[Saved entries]
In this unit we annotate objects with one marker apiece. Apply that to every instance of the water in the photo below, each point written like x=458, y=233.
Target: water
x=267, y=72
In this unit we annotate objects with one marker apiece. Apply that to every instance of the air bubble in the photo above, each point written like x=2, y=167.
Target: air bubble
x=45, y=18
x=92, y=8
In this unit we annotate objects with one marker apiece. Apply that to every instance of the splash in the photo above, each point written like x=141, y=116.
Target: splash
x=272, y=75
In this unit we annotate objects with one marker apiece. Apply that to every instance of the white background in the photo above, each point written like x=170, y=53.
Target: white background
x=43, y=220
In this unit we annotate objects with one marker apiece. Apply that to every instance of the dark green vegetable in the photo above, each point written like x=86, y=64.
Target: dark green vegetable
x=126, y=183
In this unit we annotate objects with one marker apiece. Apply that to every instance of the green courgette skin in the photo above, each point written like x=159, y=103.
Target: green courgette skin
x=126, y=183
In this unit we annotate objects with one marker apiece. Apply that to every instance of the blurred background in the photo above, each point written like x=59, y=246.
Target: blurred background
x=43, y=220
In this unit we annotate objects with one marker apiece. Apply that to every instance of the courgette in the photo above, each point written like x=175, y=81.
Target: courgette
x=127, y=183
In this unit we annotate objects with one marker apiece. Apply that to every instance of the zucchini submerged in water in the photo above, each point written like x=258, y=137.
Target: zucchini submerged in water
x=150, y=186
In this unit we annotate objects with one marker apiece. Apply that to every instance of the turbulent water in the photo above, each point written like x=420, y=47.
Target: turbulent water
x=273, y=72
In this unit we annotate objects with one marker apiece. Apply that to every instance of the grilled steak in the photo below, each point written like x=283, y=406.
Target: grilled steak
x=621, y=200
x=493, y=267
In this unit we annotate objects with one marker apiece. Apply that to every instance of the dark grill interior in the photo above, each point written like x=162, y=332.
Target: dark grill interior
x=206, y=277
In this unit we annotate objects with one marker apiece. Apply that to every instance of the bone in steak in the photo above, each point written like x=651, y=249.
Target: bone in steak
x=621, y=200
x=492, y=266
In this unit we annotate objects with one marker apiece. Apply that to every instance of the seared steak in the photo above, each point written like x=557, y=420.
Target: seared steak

- _ABOUT THIS TASK_
Within the records above, the line carrying "like x=557, y=420." starts the range and the last line ends it. Set down that range exactly.

- _ANSWER_
In this unit we annotate objects with one marker apiece. Apply that to every instance of the seared steak in the photo above, each point written like x=557, y=420.
Target: seared steak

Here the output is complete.